■ Task instructions ■
Return every line of the material below that contains the string "curtain". Case counts.

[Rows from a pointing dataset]

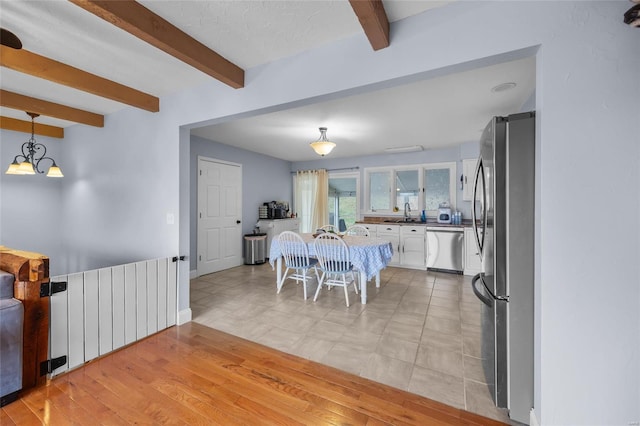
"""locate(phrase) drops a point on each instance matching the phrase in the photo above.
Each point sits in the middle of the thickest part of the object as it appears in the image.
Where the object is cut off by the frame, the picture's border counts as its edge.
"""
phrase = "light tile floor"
(420, 331)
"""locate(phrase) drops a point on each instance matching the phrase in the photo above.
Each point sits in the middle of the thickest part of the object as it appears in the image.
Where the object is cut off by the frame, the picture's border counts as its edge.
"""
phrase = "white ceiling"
(433, 113)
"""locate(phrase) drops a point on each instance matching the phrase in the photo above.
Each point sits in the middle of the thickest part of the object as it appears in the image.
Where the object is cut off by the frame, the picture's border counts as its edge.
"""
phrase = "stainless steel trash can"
(255, 249)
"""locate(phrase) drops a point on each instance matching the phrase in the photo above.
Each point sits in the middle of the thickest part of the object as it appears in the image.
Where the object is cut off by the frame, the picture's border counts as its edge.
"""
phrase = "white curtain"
(312, 199)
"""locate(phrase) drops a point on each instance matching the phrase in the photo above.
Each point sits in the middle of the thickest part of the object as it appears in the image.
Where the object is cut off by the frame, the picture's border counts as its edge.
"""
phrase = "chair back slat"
(332, 253)
(294, 250)
(357, 230)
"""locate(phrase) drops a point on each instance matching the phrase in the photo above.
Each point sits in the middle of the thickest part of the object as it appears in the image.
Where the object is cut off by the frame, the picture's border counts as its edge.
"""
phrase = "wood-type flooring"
(195, 375)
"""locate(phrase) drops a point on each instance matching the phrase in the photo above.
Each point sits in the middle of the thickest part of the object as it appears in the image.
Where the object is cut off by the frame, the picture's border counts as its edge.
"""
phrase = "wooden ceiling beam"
(50, 109)
(373, 20)
(146, 25)
(48, 69)
(24, 126)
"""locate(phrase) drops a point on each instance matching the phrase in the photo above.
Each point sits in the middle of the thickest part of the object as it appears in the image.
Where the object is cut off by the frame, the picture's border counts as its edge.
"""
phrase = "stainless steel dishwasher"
(445, 248)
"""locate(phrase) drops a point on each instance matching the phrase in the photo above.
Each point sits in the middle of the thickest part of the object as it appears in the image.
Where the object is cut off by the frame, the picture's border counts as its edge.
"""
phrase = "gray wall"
(457, 154)
(264, 179)
(30, 215)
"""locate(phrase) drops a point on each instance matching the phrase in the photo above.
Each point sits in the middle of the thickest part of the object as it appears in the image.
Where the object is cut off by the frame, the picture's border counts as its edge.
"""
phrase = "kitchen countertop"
(429, 223)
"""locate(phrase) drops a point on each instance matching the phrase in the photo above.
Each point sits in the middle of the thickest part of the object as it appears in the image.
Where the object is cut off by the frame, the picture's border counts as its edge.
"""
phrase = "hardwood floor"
(193, 374)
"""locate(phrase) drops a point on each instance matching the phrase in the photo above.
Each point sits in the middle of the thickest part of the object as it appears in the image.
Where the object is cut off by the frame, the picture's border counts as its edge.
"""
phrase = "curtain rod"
(330, 170)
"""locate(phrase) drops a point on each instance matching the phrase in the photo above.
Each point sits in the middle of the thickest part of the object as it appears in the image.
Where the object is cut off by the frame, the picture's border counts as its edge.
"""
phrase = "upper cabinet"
(468, 174)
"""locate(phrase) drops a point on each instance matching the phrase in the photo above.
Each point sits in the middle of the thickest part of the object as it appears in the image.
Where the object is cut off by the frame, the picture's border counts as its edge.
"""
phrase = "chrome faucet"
(407, 212)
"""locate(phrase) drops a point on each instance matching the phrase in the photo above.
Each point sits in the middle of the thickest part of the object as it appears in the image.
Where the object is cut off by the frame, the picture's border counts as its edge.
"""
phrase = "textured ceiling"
(250, 33)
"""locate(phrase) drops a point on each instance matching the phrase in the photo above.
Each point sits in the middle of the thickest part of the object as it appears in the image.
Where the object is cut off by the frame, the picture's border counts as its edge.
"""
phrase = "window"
(424, 187)
(379, 190)
(439, 187)
(408, 189)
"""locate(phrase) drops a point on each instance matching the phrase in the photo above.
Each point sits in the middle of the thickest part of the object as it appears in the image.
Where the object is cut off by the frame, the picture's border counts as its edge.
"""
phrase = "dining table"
(368, 255)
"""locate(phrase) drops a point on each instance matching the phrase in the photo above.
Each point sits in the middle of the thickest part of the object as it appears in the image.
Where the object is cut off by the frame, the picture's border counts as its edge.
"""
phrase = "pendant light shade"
(28, 162)
(322, 146)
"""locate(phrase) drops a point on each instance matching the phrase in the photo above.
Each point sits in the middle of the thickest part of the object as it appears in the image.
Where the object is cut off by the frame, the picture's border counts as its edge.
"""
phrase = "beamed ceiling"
(84, 59)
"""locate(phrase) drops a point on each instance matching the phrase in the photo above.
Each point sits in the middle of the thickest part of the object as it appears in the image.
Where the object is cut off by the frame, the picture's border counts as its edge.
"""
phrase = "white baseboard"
(533, 420)
(184, 316)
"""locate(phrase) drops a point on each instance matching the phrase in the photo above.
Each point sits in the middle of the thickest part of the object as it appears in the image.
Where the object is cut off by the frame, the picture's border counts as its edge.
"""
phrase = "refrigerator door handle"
(479, 294)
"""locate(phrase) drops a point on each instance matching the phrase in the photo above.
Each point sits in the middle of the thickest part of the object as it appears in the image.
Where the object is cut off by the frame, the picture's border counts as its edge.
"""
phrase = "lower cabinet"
(412, 242)
(472, 262)
(273, 228)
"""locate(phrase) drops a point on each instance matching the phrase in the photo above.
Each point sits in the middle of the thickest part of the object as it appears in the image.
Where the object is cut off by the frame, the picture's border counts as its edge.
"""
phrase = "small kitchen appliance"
(444, 213)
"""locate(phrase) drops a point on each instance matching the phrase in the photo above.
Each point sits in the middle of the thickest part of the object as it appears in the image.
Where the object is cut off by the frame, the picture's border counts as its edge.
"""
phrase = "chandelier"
(28, 163)
(322, 146)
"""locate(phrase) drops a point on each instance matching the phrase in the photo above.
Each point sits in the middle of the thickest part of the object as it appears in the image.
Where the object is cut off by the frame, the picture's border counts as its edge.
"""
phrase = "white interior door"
(219, 215)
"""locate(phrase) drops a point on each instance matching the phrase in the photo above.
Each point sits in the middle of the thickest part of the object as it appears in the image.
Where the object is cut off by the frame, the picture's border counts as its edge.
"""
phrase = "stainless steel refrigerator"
(503, 218)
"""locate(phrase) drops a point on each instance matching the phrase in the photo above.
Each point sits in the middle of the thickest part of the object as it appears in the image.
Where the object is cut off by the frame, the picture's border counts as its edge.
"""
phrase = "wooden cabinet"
(412, 243)
(273, 228)
(468, 173)
(472, 262)
(373, 229)
(391, 233)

■ Worked answer ■
phrase = "white curtain"
phrase = "curtain rod"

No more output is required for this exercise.